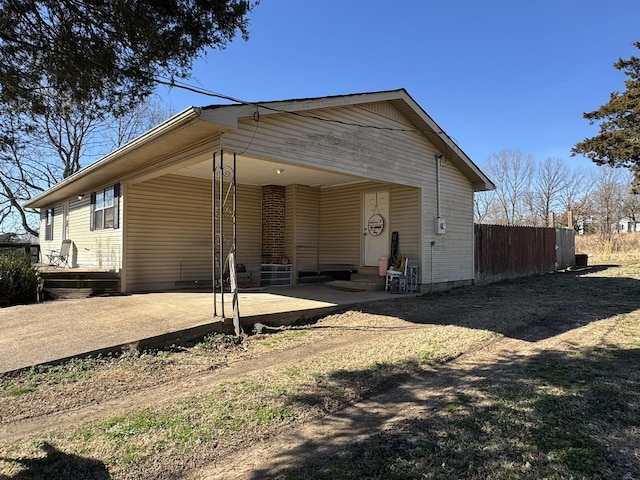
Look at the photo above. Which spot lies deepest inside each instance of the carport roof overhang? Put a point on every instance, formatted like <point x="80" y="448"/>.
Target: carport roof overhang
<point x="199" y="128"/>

==

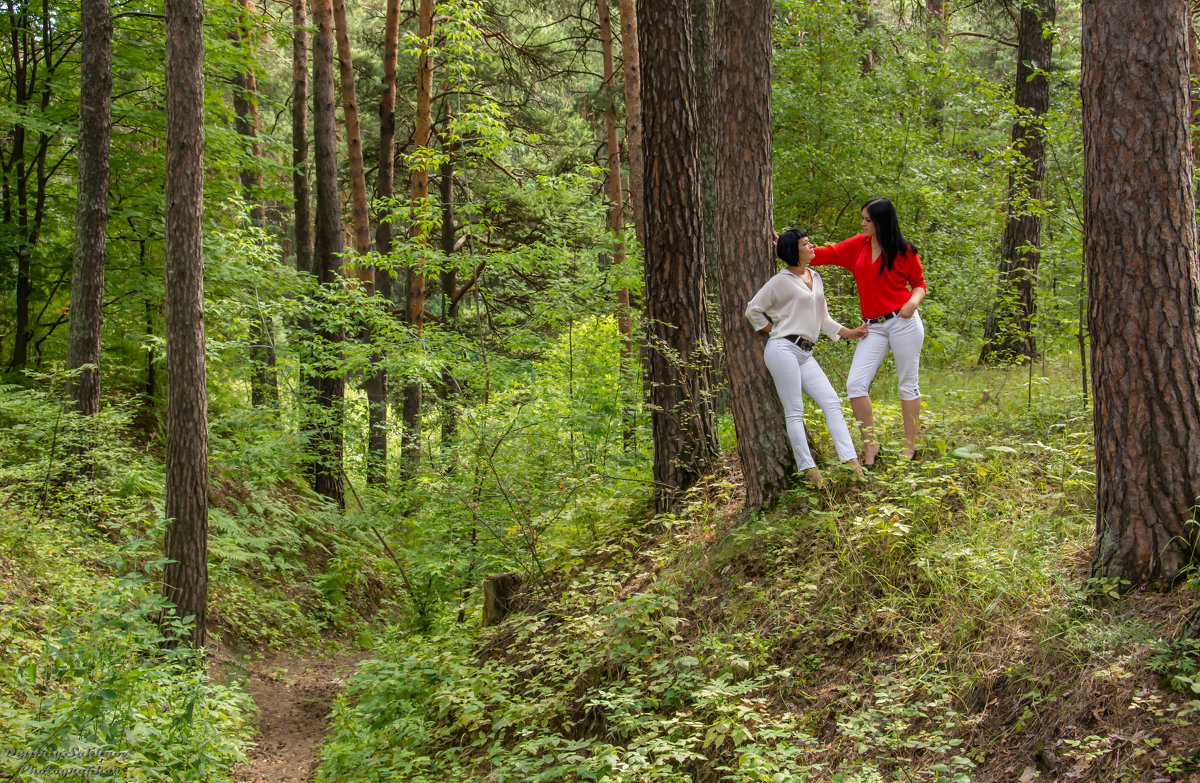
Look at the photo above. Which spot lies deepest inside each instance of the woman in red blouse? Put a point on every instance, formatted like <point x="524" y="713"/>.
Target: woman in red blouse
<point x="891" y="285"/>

==

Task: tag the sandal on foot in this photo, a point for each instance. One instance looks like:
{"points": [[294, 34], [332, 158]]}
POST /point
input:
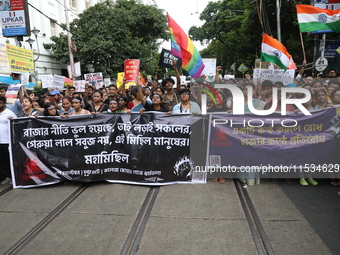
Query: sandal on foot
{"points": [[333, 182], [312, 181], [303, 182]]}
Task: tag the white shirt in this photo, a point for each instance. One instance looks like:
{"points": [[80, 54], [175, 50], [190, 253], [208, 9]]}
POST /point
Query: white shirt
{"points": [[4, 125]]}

_TASK BRIEF_
Please state how many lines in the entries above contain the word "woman", and reply with the number alone.

_RESULT OF THIS EXERCISE_
2